Short task:
Reproduce every one of the following items verbatim, line for line.

• • • •

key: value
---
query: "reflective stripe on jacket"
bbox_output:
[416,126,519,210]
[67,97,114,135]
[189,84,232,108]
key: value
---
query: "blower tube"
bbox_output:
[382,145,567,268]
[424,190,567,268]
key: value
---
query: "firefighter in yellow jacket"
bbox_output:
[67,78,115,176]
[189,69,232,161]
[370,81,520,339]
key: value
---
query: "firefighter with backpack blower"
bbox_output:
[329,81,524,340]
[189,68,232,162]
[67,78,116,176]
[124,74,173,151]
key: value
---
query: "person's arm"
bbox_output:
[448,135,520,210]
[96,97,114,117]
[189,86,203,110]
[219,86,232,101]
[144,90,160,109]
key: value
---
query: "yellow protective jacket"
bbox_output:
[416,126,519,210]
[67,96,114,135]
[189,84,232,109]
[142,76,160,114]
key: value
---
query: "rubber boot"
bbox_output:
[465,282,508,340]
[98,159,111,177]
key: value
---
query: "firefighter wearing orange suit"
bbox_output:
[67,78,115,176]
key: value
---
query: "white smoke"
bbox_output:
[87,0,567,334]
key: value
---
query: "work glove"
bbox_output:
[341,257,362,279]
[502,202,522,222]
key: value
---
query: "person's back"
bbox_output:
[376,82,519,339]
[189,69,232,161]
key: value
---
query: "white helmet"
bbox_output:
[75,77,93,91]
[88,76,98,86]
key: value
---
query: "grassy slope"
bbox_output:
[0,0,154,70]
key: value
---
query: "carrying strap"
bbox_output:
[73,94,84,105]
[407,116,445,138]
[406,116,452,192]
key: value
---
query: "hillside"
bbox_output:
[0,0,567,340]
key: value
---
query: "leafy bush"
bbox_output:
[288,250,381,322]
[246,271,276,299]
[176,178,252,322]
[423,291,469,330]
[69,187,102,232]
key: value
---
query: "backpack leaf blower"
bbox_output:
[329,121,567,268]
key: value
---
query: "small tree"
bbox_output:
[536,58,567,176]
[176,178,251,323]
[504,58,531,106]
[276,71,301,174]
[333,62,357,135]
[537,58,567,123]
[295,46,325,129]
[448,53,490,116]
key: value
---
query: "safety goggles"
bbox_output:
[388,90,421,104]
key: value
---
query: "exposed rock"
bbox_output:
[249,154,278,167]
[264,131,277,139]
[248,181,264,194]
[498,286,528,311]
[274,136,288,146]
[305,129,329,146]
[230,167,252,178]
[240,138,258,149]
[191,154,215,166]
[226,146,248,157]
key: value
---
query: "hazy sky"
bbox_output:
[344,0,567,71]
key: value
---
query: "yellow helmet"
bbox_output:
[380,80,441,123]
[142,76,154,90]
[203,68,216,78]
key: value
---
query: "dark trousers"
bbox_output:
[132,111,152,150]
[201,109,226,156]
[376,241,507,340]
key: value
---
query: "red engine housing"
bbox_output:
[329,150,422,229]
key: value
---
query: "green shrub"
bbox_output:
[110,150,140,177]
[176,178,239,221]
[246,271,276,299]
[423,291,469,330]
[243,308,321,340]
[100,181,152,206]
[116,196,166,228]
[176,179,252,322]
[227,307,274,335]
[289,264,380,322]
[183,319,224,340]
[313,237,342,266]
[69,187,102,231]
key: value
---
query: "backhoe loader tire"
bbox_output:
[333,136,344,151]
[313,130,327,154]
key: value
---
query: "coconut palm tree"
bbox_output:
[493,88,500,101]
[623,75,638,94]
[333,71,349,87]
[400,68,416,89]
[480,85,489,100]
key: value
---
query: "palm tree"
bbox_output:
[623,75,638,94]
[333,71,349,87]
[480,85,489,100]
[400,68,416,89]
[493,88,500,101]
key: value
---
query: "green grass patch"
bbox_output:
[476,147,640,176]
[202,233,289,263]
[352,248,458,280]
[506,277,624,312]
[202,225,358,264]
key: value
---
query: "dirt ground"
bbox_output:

• • • •

Problem solution:
key: value
---
query: "reflective stripe on jacket"
bbox_output:
[416,126,519,210]
[67,97,114,135]
[189,84,232,108]
key: value
---
query: "blower tube"
bbox_output:
[382,145,567,268]
[424,190,567,268]
key: value
---
query: "firefighter in yellow jacket"
bbox_output:
[67,78,115,176]
[189,69,232,161]
[370,81,520,339]
key: value
---
query: "firefighter with backpack blower"
bbox_output:
[329,81,524,340]
[189,68,232,162]
[67,78,116,176]
[124,74,173,151]
key: value
---
query: "person's arm"
bbox_output:
[448,135,520,210]
[96,97,114,117]
[189,86,203,110]
[219,86,232,101]
[144,90,160,109]
key: value
---
query: "yellow protective jacket"
bbox_output:
[416,126,519,210]
[67,96,114,135]
[189,84,232,109]
[142,76,160,114]
key: value
---
query: "rubber boot"
bbox_output:
[465,282,508,340]
[98,159,111,177]
key: value
---
query: "firefighter wearing orange suit"
bbox_output:
[67,78,115,176]
key: value
---
query: "white smoke"
bbox_output:
[87,0,567,334]
key: value
---
query: "work glove"
bbox_output:
[341,257,362,279]
[502,202,522,222]
key: value
---
query: "person's back"
bbox_output:
[376,82,519,339]
[189,69,232,161]
key: value
---
query: "white helmet"
bbox_output:
[75,77,93,91]
[88,76,98,86]
key: value
---
query: "grassy slope"
bbox_output:
[0,0,154,70]
key: value
---
query: "carrying strap"
bbox_output:
[73,94,84,105]
[407,116,445,138]
[406,116,452,192]
key: value
---
query: "hillside"
bbox_output:
[0,0,567,340]
key: value
---
query: "leafy bush"
bbox_output:
[288,250,381,322]
[246,271,276,299]
[176,178,252,322]
[423,291,469,330]
[69,187,102,232]
key: value
---
query: "backpack leaf blower"
bbox_output:
[329,121,567,268]
key: value
---
query: "small tree"
bbox_output:
[536,58,567,176]
[176,178,251,323]
[504,58,531,106]
[276,71,301,174]
[333,62,357,135]
[537,58,567,123]
[295,46,325,129]
[448,53,490,116]
key: value
---
query: "safety goggles"
bbox_output:
[388,90,421,104]
key: value
---
query: "exposed rock"
bbox_output:
[249,154,278,167]
[264,131,277,139]
[248,181,264,194]
[498,286,528,311]
[274,136,288,146]
[305,129,329,146]
[230,167,252,178]
[240,138,258,149]
[191,154,215,166]
[226,146,248,157]
key: value
---
query: "hazy sky"
bbox_output:
[344,0,567,71]
key: value
---
query: "yellow helmet"
bbox_output:
[380,80,441,123]
[142,76,154,90]
[203,68,216,78]
key: value
---
query: "dark trousers"
bbox_output:
[132,111,152,150]
[201,109,226,156]
[376,241,507,340]
key: value
---
query: "red engine housing"
bbox_output:
[329,150,422,229]
key: value
---
query: "green shrub"
bbox_output:
[110,150,140,177]
[176,178,239,221]
[246,271,276,299]
[423,291,469,330]
[243,308,321,340]
[100,181,152,206]
[116,196,166,228]
[176,179,252,322]
[227,307,274,335]
[289,264,380,322]
[183,319,224,340]
[313,237,342,266]
[69,187,102,231]
key: value
---
query: "backhoe loader tire"
bbox_output:
[333,136,344,151]
[313,130,327,154]
key: value
---
query: "coconut palm tree"
bbox_output:
[493,88,500,101]
[623,75,638,94]
[333,71,349,87]
[400,68,416,89]
[480,85,489,100]
key: value
---
query: "palm tree"
bbox_output:
[623,75,638,94]
[333,71,349,87]
[480,85,489,100]
[400,68,416,89]
[493,88,500,101]
key: value
---
query: "green grass patch"
bbox_output:
[476,147,640,176]
[202,233,289,263]
[352,248,458,280]
[506,277,624,312]
[202,225,358,264]
key: value
---
query: "dirt ground"
bbox_output:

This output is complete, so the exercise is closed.